THE PROBLEM - Look through the records below for the line with "Guideline: for each instance of the yellow" and the line with "Guideline: for each instance of the rolled-up", then return those lines and all lines between, exactly.

Records contained in a dataset:
================
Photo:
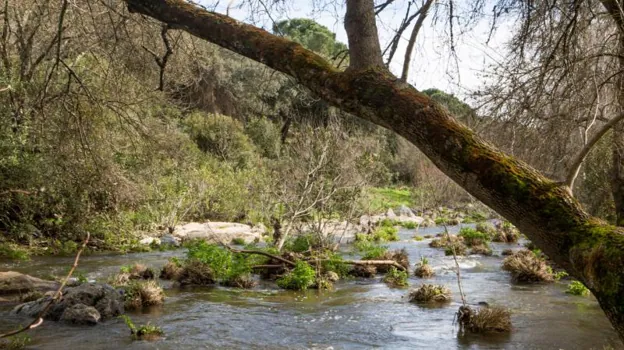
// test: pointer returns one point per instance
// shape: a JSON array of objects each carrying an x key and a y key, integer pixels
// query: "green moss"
[{"x": 300, "y": 278}]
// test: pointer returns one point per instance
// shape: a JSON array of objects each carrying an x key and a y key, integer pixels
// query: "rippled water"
[{"x": 357, "y": 314}]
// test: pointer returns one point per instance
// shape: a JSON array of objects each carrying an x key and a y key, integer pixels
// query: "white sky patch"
[{"x": 433, "y": 65}]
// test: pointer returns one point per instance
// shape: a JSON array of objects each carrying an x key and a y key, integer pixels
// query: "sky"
[{"x": 432, "y": 66}]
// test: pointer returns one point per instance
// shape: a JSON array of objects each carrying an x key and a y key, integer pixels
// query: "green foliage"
[
  {"x": 147, "y": 331},
  {"x": 385, "y": 234},
  {"x": 300, "y": 278},
  {"x": 310, "y": 34},
  {"x": 16, "y": 342},
  {"x": 370, "y": 250},
  {"x": 265, "y": 135},
  {"x": 396, "y": 278},
  {"x": 382, "y": 199},
  {"x": 577, "y": 288},
  {"x": 473, "y": 237},
  {"x": 13, "y": 252}
]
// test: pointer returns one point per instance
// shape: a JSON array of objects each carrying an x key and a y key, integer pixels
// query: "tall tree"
[{"x": 588, "y": 248}]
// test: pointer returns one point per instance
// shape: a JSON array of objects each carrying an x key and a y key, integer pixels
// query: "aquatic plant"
[
  {"x": 143, "y": 332},
  {"x": 423, "y": 269},
  {"x": 473, "y": 237},
  {"x": 429, "y": 293},
  {"x": 171, "y": 270},
  {"x": 577, "y": 288},
  {"x": 491, "y": 319},
  {"x": 396, "y": 278},
  {"x": 526, "y": 267},
  {"x": 138, "y": 294},
  {"x": 301, "y": 277}
]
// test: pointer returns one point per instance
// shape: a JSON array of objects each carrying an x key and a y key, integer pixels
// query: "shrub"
[
  {"x": 490, "y": 320},
  {"x": 384, "y": 234},
  {"x": 143, "y": 293},
  {"x": 526, "y": 267},
  {"x": 143, "y": 332},
  {"x": 13, "y": 252},
  {"x": 473, "y": 237},
  {"x": 410, "y": 225},
  {"x": 171, "y": 270},
  {"x": 396, "y": 278},
  {"x": 300, "y": 278},
  {"x": 221, "y": 136},
  {"x": 423, "y": 269},
  {"x": 577, "y": 288},
  {"x": 195, "y": 272},
  {"x": 238, "y": 241},
  {"x": 486, "y": 228},
  {"x": 429, "y": 293},
  {"x": 506, "y": 232},
  {"x": 482, "y": 249}
]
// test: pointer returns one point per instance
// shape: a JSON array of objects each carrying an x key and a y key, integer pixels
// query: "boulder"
[
  {"x": 105, "y": 299},
  {"x": 81, "y": 314},
  {"x": 217, "y": 232},
  {"x": 12, "y": 282}
]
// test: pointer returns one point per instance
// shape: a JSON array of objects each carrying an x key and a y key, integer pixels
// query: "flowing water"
[{"x": 357, "y": 314}]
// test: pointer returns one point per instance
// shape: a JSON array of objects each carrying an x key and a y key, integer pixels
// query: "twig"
[
  {"x": 259, "y": 252},
  {"x": 39, "y": 319}
]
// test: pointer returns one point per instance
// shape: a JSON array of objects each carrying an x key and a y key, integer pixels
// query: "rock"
[
  {"x": 81, "y": 314},
  {"x": 170, "y": 240},
  {"x": 105, "y": 299},
  {"x": 12, "y": 282},
  {"x": 150, "y": 241},
  {"x": 405, "y": 211},
  {"x": 332, "y": 276},
  {"x": 217, "y": 232}
]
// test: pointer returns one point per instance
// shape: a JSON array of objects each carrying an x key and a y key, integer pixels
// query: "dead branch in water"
[{"x": 39, "y": 319}]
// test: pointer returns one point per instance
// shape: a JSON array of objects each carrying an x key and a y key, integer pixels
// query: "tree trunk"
[
  {"x": 364, "y": 49},
  {"x": 589, "y": 249}
]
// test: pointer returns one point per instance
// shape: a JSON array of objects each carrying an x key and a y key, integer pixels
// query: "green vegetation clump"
[
  {"x": 473, "y": 237},
  {"x": 301, "y": 277},
  {"x": 526, "y": 267},
  {"x": 143, "y": 332},
  {"x": 423, "y": 269},
  {"x": 138, "y": 294},
  {"x": 577, "y": 288},
  {"x": 13, "y": 252},
  {"x": 396, "y": 278},
  {"x": 429, "y": 293},
  {"x": 490, "y": 319},
  {"x": 486, "y": 228}
]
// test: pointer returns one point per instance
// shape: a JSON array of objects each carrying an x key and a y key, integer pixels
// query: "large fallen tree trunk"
[{"x": 589, "y": 249}]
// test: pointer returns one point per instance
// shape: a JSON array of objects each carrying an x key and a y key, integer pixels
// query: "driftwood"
[{"x": 39, "y": 319}]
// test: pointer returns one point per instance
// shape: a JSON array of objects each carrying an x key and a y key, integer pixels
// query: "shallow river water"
[{"x": 357, "y": 314}]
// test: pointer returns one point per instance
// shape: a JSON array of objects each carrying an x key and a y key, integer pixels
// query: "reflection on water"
[{"x": 357, "y": 314}]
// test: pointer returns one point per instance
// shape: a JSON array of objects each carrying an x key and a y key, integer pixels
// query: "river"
[{"x": 357, "y": 314}]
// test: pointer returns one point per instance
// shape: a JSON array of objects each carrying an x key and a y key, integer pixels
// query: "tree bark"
[
  {"x": 588, "y": 248},
  {"x": 364, "y": 48}
]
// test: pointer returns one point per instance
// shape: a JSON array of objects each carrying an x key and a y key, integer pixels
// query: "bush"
[
  {"x": 143, "y": 293},
  {"x": 486, "y": 228},
  {"x": 577, "y": 288},
  {"x": 221, "y": 136},
  {"x": 396, "y": 278},
  {"x": 429, "y": 293},
  {"x": 385, "y": 234},
  {"x": 300, "y": 278},
  {"x": 143, "y": 332},
  {"x": 526, "y": 267},
  {"x": 490, "y": 320},
  {"x": 423, "y": 269},
  {"x": 473, "y": 237}
]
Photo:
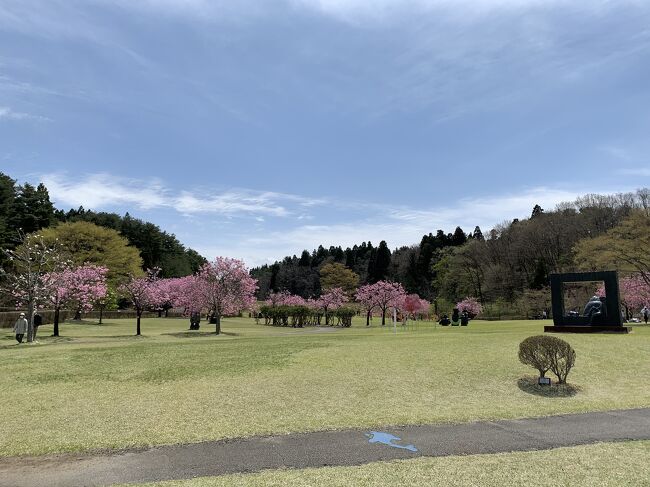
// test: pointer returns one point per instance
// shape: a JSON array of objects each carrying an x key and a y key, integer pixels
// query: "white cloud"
[
  {"x": 104, "y": 191},
  {"x": 635, "y": 171},
  {"x": 399, "y": 226},
  {"x": 7, "y": 113}
]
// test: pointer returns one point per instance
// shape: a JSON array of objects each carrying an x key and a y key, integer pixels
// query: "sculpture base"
[{"x": 587, "y": 329}]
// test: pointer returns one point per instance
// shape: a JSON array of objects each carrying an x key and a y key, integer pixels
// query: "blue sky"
[{"x": 255, "y": 129}]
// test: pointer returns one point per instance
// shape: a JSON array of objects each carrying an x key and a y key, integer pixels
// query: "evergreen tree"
[
  {"x": 459, "y": 237},
  {"x": 381, "y": 263},
  {"x": 305, "y": 259}
]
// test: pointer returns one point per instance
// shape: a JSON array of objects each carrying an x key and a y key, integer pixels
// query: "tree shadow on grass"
[
  {"x": 198, "y": 334},
  {"x": 530, "y": 386}
]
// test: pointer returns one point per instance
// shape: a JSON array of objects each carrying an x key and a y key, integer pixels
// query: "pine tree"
[
  {"x": 459, "y": 237},
  {"x": 537, "y": 210}
]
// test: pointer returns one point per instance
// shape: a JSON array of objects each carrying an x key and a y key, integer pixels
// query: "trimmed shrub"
[{"x": 545, "y": 353}]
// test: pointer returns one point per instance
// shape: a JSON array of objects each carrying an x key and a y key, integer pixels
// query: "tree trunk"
[{"x": 56, "y": 322}]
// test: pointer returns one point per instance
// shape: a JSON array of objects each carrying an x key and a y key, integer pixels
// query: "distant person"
[
  {"x": 464, "y": 318},
  {"x": 38, "y": 321},
  {"x": 20, "y": 327}
]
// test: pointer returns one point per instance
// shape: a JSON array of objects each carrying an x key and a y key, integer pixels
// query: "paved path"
[{"x": 348, "y": 447}]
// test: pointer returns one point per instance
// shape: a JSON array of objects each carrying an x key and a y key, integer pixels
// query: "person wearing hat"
[{"x": 20, "y": 328}]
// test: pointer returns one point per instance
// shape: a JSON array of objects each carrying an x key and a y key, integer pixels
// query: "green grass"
[
  {"x": 605, "y": 464},
  {"x": 98, "y": 387}
]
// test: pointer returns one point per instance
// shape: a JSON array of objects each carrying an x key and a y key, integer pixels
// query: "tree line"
[
  {"x": 508, "y": 264},
  {"x": 28, "y": 208}
]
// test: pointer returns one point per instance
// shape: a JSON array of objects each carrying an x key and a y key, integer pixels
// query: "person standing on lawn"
[{"x": 20, "y": 327}]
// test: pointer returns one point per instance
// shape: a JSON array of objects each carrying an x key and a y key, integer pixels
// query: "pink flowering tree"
[
  {"x": 470, "y": 305},
  {"x": 330, "y": 301},
  {"x": 225, "y": 287},
  {"x": 78, "y": 288},
  {"x": 31, "y": 261},
  {"x": 413, "y": 305},
  {"x": 285, "y": 298},
  {"x": 634, "y": 292},
  {"x": 143, "y": 293},
  {"x": 366, "y": 297},
  {"x": 183, "y": 292},
  {"x": 385, "y": 295}
]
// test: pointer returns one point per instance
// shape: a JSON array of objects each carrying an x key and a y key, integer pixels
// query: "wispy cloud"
[
  {"x": 104, "y": 191},
  {"x": 635, "y": 171},
  {"x": 7, "y": 113},
  {"x": 399, "y": 226}
]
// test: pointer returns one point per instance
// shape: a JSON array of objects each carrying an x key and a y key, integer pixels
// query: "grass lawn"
[
  {"x": 605, "y": 464},
  {"x": 101, "y": 387}
]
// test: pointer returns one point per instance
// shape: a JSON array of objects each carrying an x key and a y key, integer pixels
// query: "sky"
[{"x": 257, "y": 129}]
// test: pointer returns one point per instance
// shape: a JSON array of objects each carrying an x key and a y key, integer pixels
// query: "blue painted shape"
[{"x": 388, "y": 440}]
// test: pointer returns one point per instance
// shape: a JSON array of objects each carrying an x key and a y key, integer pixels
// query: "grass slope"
[{"x": 98, "y": 387}]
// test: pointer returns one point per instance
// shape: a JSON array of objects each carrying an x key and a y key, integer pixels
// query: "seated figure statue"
[{"x": 595, "y": 310}]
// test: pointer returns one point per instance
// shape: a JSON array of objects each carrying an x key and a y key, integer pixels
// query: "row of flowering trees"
[
  {"x": 283, "y": 308},
  {"x": 379, "y": 297},
  {"x": 222, "y": 287}
]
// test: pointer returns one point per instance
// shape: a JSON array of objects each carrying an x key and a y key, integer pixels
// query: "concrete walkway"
[{"x": 347, "y": 447}]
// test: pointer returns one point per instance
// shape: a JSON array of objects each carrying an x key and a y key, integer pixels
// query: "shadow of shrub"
[{"x": 529, "y": 385}]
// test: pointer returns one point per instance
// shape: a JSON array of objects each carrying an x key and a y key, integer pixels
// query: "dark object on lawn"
[
  {"x": 195, "y": 320},
  {"x": 545, "y": 353},
  {"x": 464, "y": 319},
  {"x": 600, "y": 314},
  {"x": 455, "y": 317}
]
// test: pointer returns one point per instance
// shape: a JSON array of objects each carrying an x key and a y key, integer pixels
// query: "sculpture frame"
[{"x": 581, "y": 324}]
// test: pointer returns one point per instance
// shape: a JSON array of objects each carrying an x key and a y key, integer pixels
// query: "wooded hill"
[
  {"x": 507, "y": 263},
  {"x": 29, "y": 208}
]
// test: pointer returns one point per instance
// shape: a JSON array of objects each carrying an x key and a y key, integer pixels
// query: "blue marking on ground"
[{"x": 388, "y": 440}]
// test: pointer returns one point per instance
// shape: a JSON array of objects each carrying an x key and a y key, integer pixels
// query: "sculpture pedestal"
[{"x": 587, "y": 329}]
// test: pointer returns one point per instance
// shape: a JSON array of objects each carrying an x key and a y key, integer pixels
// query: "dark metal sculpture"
[{"x": 600, "y": 314}]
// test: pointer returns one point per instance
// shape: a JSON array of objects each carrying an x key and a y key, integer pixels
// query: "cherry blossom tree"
[
  {"x": 366, "y": 297},
  {"x": 331, "y": 300},
  {"x": 634, "y": 292},
  {"x": 143, "y": 292},
  {"x": 385, "y": 295},
  {"x": 285, "y": 298},
  {"x": 79, "y": 288},
  {"x": 414, "y": 305},
  {"x": 470, "y": 305},
  {"x": 27, "y": 285},
  {"x": 225, "y": 287}
]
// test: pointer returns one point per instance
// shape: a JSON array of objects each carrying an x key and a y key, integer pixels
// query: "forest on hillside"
[
  {"x": 29, "y": 209},
  {"x": 506, "y": 264}
]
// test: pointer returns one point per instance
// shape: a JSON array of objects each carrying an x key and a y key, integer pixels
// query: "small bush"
[{"x": 545, "y": 353}]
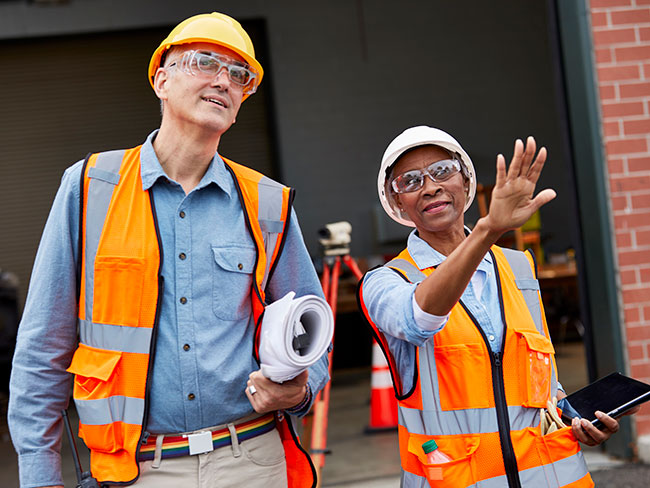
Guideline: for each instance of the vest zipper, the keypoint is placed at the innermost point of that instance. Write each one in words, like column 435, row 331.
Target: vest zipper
column 503, row 420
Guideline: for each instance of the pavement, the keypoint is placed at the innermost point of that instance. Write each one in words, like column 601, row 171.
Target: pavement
column 359, row 459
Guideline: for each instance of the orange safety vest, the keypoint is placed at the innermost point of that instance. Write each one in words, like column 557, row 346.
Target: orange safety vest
column 119, row 301
column 482, row 408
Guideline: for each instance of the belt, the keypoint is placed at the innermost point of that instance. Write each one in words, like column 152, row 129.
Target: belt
column 178, row 445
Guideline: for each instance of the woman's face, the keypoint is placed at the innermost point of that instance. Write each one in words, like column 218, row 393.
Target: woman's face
column 439, row 205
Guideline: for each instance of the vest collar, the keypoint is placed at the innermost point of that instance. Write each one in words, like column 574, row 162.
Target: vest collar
column 152, row 170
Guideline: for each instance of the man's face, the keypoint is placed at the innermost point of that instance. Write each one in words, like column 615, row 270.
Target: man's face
column 199, row 99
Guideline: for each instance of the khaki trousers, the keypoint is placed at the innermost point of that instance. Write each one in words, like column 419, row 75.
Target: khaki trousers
column 257, row 462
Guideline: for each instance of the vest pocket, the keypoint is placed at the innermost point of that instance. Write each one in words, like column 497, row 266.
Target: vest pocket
column 464, row 379
column 232, row 279
column 534, row 357
column 460, row 471
column 118, row 288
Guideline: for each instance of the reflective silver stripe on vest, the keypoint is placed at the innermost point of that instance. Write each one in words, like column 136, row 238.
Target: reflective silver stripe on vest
column 100, row 192
column 556, row 475
column 112, row 409
column 412, row 272
column 457, row 422
column 115, row 337
column 270, row 217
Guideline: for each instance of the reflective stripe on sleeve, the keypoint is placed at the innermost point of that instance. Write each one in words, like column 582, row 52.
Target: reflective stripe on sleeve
column 115, row 337
column 112, row 409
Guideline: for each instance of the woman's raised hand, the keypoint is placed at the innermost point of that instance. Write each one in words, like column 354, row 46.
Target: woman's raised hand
column 512, row 202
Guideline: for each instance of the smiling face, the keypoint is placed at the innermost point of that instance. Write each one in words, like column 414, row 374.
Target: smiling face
column 437, row 206
column 207, row 102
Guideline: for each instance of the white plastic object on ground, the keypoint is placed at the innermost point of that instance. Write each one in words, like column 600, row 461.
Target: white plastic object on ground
column 285, row 319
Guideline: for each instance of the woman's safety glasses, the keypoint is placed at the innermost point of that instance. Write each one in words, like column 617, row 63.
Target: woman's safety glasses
column 199, row 63
column 414, row 180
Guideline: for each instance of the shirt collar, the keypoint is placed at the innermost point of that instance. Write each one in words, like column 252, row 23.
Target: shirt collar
column 151, row 170
column 425, row 256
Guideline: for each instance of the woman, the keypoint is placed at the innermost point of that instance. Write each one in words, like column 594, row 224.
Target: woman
column 462, row 326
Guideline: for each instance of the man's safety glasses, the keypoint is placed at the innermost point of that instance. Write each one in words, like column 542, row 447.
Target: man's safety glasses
column 414, row 180
column 199, row 63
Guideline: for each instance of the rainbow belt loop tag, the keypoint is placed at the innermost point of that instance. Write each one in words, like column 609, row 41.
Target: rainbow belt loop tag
column 200, row 442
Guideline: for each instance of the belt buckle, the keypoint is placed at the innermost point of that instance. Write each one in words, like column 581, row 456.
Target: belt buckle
column 200, row 442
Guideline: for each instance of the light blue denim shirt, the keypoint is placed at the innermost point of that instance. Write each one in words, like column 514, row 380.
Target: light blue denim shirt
column 203, row 347
column 389, row 301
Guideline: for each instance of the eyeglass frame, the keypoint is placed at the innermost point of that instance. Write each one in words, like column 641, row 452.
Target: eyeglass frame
column 425, row 172
column 186, row 62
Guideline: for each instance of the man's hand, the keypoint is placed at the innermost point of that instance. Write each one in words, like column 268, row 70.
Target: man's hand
column 512, row 201
column 270, row 396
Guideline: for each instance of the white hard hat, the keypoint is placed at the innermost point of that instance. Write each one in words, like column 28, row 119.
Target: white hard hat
column 410, row 138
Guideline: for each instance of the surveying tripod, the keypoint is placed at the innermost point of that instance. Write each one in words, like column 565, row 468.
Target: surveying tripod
column 335, row 239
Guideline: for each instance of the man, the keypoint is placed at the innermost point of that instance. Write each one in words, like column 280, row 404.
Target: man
column 164, row 256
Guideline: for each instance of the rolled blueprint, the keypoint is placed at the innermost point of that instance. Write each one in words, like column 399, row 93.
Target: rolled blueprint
column 295, row 333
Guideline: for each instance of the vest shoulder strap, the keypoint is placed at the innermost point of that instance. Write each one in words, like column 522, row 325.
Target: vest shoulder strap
column 527, row 283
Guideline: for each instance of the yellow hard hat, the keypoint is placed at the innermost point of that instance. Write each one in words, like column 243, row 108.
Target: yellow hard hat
column 213, row 28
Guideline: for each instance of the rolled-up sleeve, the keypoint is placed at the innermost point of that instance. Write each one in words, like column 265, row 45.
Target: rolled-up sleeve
column 389, row 301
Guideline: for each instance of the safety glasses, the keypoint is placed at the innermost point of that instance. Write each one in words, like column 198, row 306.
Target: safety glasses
column 414, row 180
column 198, row 63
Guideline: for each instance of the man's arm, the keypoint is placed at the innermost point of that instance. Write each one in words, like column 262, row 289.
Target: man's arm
column 294, row 272
column 47, row 337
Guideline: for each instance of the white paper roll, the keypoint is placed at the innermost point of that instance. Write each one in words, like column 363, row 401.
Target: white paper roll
column 286, row 319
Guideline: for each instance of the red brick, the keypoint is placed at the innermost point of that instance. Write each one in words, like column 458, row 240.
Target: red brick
column 609, row 3
column 599, row 19
column 633, row 16
column 608, row 37
column 628, row 277
column 632, row 53
column 607, row 92
column 619, row 203
column 629, row 183
column 641, row 202
column 623, row 109
column 612, row 129
column 631, row 127
column 639, row 295
column 632, row 221
column 638, row 333
column 627, row 146
column 615, row 166
column 603, row 55
column 636, row 353
column 644, row 275
column 638, row 164
column 631, row 314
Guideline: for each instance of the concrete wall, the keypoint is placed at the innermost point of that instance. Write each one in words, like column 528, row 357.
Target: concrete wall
column 621, row 33
column 349, row 76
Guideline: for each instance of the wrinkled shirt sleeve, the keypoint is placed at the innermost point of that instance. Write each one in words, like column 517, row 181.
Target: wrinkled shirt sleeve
column 47, row 338
column 295, row 272
column 389, row 301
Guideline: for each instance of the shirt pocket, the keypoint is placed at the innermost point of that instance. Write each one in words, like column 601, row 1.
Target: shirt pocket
column 232, row 279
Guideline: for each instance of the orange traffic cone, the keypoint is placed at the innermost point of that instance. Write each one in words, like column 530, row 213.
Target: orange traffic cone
column 383, row 405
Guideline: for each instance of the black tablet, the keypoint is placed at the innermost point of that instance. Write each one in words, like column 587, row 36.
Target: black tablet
column 614, row 394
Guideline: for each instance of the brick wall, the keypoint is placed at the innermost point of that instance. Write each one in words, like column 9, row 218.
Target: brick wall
column 621, row 35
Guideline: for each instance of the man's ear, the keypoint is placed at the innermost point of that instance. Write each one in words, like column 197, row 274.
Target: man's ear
column 160, row 83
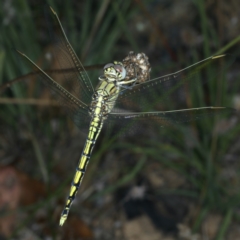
================
RESULT OF THIS EXERCISE -
Guideline: for each instance of the yellow hard hat, the keypoint is placed at the innermost point of that instance. Write each one in words, like column 243, row 108.
Target: yellow hard hat
column 213, row 28
Guideline: for each instance of the rolled-up sleeve, the keypoint is placed at the innermost point of that instance. Write each one in words, like column 265, row 45.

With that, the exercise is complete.